Aim of the exercise: After finding the line with "like [300, 259]." in the entries below, retype exactly each line from there through the line with "like [279, 110].", including that final line.

── Raw data

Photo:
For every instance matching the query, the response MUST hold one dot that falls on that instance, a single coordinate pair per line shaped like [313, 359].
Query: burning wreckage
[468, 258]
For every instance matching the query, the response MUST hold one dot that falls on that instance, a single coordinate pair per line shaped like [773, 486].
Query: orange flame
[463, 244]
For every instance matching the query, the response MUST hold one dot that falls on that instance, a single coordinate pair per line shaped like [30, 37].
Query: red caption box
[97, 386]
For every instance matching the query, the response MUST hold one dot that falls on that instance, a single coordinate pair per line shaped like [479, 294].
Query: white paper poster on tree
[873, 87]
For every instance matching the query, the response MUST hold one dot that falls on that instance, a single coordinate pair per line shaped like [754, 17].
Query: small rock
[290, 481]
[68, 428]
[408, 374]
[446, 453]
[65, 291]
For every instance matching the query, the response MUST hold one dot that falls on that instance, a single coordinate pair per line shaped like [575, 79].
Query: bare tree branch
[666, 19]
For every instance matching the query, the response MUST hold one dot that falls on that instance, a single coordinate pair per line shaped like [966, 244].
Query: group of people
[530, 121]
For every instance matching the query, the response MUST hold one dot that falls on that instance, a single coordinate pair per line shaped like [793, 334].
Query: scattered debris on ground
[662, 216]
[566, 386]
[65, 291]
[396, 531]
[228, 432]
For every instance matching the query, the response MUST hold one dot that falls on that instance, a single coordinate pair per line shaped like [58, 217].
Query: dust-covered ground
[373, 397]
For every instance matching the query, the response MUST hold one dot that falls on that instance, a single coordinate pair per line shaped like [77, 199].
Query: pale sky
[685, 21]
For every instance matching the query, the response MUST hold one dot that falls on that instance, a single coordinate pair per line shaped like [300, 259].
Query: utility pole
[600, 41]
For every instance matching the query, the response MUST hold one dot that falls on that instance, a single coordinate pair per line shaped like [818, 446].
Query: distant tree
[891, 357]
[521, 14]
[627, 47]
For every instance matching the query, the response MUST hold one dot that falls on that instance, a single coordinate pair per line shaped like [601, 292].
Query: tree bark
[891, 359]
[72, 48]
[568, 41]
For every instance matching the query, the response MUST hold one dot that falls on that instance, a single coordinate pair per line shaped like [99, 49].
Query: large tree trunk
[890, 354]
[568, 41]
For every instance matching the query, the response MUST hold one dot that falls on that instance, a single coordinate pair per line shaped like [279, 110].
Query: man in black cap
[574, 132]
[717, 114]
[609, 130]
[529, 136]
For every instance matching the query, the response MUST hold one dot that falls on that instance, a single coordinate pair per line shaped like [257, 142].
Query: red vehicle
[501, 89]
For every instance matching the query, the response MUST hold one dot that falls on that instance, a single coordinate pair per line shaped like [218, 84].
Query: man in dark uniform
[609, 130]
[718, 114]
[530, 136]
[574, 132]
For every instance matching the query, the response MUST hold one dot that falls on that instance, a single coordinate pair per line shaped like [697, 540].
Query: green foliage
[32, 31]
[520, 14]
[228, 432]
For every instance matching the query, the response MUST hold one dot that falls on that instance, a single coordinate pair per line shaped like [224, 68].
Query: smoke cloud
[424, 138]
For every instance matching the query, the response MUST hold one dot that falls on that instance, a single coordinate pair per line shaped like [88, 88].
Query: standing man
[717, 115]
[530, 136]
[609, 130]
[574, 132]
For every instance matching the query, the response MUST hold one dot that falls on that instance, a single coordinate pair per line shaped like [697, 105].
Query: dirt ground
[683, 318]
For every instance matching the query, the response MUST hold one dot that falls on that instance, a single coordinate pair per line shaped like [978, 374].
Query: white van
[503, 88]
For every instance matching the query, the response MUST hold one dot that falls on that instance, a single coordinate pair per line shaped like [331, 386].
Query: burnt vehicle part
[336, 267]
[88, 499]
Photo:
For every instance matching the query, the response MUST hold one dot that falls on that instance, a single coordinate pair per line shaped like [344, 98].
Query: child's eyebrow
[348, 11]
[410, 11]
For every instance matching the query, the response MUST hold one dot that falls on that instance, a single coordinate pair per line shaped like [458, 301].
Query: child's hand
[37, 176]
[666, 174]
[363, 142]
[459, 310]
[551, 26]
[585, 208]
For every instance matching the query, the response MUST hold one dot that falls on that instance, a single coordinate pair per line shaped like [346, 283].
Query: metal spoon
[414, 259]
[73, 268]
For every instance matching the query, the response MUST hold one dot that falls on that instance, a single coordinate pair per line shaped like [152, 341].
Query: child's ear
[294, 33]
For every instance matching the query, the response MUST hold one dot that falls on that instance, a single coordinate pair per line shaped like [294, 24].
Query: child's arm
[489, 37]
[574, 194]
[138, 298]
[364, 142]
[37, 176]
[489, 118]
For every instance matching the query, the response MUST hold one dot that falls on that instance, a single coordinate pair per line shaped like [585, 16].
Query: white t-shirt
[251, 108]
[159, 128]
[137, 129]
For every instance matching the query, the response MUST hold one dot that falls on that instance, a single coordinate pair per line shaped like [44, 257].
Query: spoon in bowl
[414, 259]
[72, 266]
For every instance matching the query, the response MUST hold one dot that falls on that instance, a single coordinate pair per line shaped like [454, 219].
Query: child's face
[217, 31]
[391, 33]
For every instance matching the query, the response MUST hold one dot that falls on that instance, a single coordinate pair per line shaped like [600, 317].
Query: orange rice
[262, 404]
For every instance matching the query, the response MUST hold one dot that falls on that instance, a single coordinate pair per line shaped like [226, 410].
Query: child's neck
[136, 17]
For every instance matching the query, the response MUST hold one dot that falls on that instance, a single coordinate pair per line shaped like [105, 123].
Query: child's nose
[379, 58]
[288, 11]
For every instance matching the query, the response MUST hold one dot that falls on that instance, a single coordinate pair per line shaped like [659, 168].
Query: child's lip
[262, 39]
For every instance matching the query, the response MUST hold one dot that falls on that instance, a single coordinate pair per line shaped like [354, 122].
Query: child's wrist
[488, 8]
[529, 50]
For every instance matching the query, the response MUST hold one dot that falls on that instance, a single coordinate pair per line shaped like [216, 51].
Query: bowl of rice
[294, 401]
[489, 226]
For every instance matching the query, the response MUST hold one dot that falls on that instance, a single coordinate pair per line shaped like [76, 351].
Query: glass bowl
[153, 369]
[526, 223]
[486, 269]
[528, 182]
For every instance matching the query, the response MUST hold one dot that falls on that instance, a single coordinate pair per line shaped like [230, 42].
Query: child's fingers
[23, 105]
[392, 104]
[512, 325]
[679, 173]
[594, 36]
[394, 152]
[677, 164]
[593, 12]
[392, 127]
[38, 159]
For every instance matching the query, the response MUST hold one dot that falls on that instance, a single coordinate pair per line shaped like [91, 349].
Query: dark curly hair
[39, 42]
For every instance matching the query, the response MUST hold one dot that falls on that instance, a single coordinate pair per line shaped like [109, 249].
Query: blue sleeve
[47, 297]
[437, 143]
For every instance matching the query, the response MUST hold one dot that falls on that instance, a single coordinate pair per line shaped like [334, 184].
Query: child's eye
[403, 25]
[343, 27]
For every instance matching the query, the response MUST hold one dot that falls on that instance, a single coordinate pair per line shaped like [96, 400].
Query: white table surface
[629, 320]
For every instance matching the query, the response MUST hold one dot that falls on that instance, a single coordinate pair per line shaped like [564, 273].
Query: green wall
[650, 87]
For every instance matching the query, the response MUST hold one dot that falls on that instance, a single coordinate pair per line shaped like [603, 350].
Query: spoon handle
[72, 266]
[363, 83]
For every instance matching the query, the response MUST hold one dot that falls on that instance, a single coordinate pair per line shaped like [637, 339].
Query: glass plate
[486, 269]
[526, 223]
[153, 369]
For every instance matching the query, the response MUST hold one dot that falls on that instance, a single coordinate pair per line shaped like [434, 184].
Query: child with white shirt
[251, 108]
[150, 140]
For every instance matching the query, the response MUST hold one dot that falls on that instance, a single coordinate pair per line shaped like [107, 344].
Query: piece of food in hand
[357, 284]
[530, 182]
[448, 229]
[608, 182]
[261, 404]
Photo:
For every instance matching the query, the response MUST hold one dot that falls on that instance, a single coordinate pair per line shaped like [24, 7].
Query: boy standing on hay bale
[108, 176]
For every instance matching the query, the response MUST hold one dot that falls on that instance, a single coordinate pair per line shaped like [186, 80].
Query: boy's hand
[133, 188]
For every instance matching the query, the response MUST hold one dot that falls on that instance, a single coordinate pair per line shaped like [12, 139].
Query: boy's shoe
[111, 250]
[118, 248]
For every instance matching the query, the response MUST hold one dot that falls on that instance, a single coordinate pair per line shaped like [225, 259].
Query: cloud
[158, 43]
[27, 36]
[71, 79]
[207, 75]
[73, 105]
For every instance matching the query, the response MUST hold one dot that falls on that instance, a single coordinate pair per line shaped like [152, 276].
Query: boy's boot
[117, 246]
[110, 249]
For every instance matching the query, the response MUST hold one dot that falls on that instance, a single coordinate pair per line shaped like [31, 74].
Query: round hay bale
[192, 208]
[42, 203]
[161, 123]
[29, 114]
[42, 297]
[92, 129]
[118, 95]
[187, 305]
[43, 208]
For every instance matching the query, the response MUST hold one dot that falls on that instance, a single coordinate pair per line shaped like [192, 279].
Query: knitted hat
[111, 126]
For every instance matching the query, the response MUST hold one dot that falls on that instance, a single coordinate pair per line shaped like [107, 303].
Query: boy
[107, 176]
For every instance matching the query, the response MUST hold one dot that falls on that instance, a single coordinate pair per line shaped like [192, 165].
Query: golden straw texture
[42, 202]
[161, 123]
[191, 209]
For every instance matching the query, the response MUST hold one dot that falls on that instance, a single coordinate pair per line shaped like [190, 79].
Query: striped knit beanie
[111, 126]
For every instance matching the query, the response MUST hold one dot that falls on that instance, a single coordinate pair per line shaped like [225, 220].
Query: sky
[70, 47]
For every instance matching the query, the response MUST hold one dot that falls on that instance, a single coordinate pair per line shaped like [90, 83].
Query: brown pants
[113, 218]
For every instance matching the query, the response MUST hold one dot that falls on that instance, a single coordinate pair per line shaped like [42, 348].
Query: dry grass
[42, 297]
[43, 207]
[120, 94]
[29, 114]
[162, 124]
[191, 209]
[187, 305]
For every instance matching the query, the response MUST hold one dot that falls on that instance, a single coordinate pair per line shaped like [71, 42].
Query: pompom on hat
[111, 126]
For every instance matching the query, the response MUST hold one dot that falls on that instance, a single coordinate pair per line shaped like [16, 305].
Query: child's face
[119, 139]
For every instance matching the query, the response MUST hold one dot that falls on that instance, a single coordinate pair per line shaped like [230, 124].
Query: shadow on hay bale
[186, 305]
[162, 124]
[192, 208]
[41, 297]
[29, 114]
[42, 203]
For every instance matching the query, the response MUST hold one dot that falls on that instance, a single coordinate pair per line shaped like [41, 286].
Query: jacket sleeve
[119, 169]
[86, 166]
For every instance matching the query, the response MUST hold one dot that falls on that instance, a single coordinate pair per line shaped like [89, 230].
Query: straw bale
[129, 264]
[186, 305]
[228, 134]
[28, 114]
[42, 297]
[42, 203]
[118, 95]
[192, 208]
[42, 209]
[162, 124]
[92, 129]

────

Task output:
For every instance matching the query, the response MUST hold one dot that falls on that instance, a single coordinate pair per line shaped like [300, 259].
Query: utility pole
[600, 41]
For every instance matching the query, the response MUST hold one dot that falls on that instance, a single coordinate pair per line shaped like [818, 446].
Query: distant tree
[891, 357]
[521, 14]
[627, 47]
For every instance matching the query, the response MUST hold one dot that falls on that instance, a single coordinate pair per line shaped like [601, 292].
Query: tree bark
[891, 359]
[72, 48]
[568, 41]
For every instance matching the query, the response MUST hold one dot that falls on that instance, a single coordinate pair per line shaped like [99, 49].
Query: large tree trunk
[890, 354]
[568, 41]
For every instance matching the query, the response MUST hold one dot that falls on that instance, a single coordinate pair per line shaped like [279, 110].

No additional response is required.